* **Textabschnitt**
::::

Die Alternative zur Kernkraft ist der Prototyp der neuen Windenergieanlage Haliade 150, an der drei aerodynamisch optimierte Windflügel (73,5 m) aus glasfaserverstärktem Polyester eine getriebelose 6-MW-Turbine antreiben. Es kommt hier erstmals in einer Alstom-Anlage ein Aggregat ohne Getriebe zum Einsatz. Für das direkt angetriebene System spricht laut Alstom die elastische Kupplung, die für eine Trennung von Rotor und Generator sorgt. Zwei massive Lager leiten die Biegebelastungen direkt in den Turm. Alstom verspricht sich von den größeren Flügeln im Zusammenspiel mit der neuen Turbine eine Leistungssteigerung von 15 % im Vergleich zu konventionellen 6-MW-Türmen mit kleineren Flügeln. Hier scheint sich ein neuer technischer Standard anzubahnen, denn speziell für den Offshore-Einsatz unter widrigen Bedingungen hat auch Siemens Energy neue direkt angetriebene 6-MW-Windenergieanlagen mit Rotordurchmessern von 120 und 154 m entwickelt.

::::

(In einem Datensatz aufgeführte Einträge)
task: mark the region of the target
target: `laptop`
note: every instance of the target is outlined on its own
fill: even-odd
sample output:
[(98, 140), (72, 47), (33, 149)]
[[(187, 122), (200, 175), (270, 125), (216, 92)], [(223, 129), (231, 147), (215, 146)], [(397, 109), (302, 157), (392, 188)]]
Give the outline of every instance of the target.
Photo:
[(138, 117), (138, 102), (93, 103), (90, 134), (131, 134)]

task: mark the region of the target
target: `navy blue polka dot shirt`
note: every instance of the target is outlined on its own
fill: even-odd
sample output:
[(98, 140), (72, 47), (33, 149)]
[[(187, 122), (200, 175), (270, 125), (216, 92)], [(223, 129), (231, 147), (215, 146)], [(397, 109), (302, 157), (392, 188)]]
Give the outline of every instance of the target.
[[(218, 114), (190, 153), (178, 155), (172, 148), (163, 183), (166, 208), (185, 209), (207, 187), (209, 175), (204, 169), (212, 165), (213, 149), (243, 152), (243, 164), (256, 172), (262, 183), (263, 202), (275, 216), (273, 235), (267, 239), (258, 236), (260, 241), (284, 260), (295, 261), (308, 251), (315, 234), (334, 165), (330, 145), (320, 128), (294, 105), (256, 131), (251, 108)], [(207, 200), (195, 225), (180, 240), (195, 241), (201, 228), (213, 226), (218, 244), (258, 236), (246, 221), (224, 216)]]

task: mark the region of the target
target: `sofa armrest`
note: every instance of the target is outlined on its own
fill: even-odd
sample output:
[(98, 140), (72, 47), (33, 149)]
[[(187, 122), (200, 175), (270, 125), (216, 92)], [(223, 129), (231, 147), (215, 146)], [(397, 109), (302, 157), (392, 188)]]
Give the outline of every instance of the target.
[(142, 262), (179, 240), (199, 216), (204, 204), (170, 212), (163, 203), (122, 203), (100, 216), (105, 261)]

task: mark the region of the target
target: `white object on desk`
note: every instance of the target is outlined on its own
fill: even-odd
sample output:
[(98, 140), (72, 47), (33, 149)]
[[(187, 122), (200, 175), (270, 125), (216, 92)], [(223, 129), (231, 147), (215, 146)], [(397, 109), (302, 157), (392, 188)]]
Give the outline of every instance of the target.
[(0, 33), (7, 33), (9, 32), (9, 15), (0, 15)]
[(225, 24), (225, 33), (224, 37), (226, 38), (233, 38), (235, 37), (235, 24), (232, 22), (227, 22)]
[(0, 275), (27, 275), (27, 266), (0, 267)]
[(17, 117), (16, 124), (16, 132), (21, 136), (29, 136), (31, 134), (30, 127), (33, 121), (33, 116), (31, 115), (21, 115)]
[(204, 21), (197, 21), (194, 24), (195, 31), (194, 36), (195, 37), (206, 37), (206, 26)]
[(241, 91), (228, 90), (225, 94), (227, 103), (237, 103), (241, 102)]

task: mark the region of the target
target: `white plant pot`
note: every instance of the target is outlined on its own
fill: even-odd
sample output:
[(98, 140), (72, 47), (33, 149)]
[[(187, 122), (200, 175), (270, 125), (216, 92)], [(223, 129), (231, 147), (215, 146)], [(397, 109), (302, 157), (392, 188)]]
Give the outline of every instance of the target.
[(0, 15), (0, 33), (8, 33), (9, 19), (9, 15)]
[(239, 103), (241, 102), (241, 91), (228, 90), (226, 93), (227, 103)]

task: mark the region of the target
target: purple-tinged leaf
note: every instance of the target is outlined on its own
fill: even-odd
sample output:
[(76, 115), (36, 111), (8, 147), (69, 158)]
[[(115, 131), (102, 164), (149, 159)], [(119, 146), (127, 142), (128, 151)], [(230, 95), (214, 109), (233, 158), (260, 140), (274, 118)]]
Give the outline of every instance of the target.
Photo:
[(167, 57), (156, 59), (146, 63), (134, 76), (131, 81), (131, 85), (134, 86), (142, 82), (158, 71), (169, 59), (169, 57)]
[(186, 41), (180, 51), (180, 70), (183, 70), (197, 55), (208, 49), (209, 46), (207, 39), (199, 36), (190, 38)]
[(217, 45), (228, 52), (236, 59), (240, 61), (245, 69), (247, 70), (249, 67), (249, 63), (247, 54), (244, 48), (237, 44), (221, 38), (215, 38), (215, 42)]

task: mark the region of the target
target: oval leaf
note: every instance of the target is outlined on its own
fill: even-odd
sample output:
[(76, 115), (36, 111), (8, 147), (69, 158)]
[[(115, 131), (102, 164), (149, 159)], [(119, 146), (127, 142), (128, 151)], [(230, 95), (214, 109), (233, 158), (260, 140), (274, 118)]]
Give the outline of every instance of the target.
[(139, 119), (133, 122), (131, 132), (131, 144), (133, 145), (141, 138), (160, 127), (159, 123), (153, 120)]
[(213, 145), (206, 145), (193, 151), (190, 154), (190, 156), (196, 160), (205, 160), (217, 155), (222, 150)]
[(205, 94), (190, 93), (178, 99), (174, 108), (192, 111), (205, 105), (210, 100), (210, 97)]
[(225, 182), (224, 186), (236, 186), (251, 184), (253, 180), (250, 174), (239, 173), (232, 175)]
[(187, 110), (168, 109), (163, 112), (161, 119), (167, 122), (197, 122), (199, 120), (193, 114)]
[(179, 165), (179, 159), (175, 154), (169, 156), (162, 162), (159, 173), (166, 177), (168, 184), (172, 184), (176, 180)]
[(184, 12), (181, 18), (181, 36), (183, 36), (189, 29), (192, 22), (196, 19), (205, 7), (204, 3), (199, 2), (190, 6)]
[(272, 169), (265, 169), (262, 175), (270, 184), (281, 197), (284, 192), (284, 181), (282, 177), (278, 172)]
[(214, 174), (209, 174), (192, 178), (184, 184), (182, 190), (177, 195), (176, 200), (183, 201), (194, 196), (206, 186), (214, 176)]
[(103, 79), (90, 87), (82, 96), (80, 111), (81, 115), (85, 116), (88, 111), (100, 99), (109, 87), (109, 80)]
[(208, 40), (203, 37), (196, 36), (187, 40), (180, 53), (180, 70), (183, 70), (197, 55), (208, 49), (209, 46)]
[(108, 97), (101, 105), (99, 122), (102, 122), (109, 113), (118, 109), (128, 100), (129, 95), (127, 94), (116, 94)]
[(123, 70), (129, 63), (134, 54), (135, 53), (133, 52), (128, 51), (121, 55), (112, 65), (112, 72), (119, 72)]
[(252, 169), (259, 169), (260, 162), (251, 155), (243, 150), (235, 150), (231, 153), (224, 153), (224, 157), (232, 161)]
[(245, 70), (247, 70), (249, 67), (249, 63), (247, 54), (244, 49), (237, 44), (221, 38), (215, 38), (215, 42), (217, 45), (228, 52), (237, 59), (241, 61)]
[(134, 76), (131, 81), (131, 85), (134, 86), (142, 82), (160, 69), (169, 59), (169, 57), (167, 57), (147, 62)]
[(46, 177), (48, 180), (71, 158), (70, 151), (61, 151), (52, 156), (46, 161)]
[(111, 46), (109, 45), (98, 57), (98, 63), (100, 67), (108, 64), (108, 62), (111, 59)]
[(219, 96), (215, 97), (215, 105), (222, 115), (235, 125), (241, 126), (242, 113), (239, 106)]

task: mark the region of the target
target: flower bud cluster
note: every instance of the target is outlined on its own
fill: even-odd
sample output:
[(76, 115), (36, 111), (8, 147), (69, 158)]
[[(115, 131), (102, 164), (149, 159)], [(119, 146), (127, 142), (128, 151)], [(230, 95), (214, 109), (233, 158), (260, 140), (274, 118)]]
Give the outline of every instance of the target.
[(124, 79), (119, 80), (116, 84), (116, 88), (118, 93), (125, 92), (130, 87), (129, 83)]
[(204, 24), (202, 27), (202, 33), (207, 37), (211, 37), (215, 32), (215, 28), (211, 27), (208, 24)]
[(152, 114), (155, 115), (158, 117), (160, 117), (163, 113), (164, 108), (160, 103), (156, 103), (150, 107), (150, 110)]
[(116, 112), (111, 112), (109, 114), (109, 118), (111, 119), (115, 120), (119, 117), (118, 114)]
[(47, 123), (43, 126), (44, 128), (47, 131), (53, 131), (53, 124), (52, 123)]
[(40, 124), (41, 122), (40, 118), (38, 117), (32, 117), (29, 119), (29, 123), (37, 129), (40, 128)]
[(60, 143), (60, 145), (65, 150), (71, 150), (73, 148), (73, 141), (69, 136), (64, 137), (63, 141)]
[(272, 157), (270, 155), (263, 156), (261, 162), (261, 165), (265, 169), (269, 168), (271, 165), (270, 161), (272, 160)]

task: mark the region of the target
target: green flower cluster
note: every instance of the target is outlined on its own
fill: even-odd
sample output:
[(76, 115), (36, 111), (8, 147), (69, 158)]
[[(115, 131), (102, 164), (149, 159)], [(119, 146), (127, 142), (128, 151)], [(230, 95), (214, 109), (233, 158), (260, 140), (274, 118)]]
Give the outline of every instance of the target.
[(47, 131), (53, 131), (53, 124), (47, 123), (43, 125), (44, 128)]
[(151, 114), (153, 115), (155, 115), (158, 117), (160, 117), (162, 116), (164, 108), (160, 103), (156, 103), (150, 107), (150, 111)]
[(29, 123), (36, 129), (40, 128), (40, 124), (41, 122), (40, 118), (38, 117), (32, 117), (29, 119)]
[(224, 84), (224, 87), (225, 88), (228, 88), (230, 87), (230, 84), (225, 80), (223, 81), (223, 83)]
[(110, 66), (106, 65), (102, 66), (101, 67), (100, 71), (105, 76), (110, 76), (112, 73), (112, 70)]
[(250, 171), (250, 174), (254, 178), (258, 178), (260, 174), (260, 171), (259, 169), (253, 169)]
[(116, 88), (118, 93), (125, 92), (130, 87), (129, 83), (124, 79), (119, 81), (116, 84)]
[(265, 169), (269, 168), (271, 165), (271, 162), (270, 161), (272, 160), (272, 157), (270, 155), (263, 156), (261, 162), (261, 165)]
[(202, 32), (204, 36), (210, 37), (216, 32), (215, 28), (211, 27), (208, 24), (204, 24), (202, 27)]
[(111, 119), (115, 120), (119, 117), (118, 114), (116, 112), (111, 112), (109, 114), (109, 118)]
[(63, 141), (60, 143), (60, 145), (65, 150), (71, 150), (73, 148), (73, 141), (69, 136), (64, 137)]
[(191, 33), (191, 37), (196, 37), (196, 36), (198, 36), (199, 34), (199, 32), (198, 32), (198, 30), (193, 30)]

::::

* **Schriftliche Aufgaben**
• a. Fasse bitte den Absatz „Die Alternative zur Kernkraft“ aus dem Text über die Windenergieanlage Haliade 150 als Stichpunktliste zusammen. Die wesentlichen Fakten müssen erhalten bleiben.
• b. Wandle die Zeilen der Einträge in eine Markdown-Tabelle mit den Spalten „Nr.“ und „Zeile“ um. Beginne bei der ersten Zeile der Einträge und ende bei der Zeile, die "[(138, 117), (138, 102), (93, 103), (90, 134), (131, 134)]" enthält. Leerzeilen lässt du weg.

* **Vollständige Lösungen**
• a.
- Die Haliade 150 ist ein Prototyp und gilt als Alternative zur Kernkraft. Drei aerodynamisch optimierte Flügel (73,5 m) aus glasfaserverstärktem Polyester treiben eine getriebelose 6-MW-Turbine an.
- In einer Alstom-Anlage kommt damit erstmals ein Aggregat ohne Getriebe zum Einsatz.
- Laut Alstom spricht die elastische Kupplung für das direkt angetriebene System, weil sie Rotor und Generator trennt.
- Zwei massive Lager leiten die Biegebelastungen direkt in den Turm.
- Alstom erwartet 15 % mehr Leistung als bei konventionellen 6-MW-Türmen mit kleineren Flügeln.
- Es zeichnet sich ein möglicher neuer technischer Standard ab. Auch Siemens Energy hat für den Offshore-Einsatz unter widrigen Bedingungen direkt angetriebene 6-MW-Anlagen mit Rotordurchmessern von 120 und 154 m entwickelt.

• b.
| Nr. | Zeile |
|---|---|
| 1 | task: mark the region of the target |
| 2 | target: `laptop` |
| 3 | note: every instance of the target is outlined on its own |
| 4 | fill: even-odd |
| 5 | sample output: |
| 6 | [(98, 140), (72, 47), (33, 149)] |
| 7 | [[(187, 122), (200, 175), (270, 125), (216, 92)], [(223, 129), (231, 147), (215, 146)], [(397, 109), (302, 157), (392, 188)]] |
| 8 | Give the outline of every instance of the target. |
| 9 | Photo: |
| 10 | [(138, 117), (138, 102), (93, 103), (90, 134), (131, 134)] |